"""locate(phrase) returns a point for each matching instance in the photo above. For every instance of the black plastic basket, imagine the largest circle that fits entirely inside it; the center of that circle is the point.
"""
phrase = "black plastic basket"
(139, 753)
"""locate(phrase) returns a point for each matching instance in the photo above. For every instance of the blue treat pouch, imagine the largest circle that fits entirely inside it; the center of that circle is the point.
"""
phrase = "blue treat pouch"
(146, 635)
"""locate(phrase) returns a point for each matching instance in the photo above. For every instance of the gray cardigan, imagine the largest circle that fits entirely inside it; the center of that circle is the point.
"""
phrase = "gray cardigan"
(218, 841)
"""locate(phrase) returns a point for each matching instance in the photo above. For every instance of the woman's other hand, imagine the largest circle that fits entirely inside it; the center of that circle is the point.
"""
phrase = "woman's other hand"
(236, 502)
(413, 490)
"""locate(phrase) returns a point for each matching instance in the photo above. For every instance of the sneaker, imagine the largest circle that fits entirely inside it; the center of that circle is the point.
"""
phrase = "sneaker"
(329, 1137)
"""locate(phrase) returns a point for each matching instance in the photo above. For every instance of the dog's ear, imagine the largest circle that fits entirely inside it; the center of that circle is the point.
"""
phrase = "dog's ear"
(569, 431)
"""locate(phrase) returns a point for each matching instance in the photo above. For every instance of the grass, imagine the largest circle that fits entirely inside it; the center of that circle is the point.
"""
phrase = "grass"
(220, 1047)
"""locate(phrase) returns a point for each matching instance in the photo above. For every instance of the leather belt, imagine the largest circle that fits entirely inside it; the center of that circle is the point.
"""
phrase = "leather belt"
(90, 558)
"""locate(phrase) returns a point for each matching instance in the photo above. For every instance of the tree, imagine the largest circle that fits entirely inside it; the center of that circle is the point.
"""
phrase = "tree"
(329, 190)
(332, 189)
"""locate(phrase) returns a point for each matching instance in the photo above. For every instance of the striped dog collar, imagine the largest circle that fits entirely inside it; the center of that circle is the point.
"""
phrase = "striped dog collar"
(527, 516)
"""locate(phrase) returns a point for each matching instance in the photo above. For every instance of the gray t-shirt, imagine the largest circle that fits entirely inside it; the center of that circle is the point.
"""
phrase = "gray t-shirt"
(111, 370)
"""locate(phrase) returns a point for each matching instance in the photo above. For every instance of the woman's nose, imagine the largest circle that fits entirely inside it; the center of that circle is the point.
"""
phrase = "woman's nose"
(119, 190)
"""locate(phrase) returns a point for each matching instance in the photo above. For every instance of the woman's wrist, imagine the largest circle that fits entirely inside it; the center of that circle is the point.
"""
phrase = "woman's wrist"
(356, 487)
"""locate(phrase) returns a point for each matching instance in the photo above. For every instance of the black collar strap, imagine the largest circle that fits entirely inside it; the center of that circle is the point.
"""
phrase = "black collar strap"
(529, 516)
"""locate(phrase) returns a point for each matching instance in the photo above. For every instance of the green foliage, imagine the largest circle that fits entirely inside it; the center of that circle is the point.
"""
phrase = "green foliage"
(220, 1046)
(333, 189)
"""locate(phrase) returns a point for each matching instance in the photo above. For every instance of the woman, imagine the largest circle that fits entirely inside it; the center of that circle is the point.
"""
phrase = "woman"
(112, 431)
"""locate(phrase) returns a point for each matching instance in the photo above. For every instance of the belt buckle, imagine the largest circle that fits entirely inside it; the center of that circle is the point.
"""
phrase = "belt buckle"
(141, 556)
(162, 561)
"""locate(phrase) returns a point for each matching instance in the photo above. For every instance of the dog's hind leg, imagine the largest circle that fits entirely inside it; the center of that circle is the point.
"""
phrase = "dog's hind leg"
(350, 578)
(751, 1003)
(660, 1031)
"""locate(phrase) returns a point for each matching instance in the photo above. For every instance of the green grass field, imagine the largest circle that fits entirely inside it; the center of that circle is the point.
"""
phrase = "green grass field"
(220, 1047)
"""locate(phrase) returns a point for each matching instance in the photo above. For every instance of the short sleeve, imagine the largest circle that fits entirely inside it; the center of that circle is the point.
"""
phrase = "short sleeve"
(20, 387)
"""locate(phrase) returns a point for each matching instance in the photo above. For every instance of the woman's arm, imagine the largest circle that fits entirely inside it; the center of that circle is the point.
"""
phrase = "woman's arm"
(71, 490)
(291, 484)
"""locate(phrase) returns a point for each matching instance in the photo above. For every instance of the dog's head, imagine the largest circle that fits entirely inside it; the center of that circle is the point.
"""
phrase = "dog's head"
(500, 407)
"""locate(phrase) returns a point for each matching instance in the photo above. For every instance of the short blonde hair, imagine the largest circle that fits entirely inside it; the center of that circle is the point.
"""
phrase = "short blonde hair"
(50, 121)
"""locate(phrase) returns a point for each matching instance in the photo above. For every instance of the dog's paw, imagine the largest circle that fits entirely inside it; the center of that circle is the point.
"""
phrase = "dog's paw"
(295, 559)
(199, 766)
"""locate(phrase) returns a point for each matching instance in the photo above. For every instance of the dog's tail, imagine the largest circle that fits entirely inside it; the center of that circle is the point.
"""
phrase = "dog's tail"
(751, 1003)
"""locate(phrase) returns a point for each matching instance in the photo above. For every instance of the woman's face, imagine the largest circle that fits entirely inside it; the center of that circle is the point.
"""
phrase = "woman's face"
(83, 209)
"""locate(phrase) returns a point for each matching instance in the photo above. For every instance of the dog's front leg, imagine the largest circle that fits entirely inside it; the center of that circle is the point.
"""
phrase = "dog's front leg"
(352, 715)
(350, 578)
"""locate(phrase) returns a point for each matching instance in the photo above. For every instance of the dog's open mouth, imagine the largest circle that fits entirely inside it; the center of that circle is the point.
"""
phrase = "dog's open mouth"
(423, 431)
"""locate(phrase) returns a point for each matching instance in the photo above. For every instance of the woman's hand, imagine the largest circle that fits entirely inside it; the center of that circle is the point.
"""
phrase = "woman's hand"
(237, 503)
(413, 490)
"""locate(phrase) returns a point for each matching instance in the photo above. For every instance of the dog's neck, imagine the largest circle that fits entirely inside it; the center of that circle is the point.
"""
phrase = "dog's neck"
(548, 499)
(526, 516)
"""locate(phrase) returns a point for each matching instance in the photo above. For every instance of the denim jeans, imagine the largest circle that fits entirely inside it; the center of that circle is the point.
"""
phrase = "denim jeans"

# # # # # # #

→ **TASK**: What are the lines from the one with "dog's neck, imagine" through the last line of the records above? Quote them exactly and add nothing.

→ **FINAL ANSWER**:
"""locate(phrase) returns a point for each matching instance in the photo above. For every instance of the dog's neck, imagine the largest circle that fits entirely inside it; the center of that circle is the point.
"""
phrase = "dog's neck"
(548, 499)
(526, 516)
"""locate(phrase) returns a point for each matching instance in the photo above. For every instance of the denim jeans, imagine the largest circle that fits entirely inside it; the center of that circle is the point.
"""
phrase = "denim jeans"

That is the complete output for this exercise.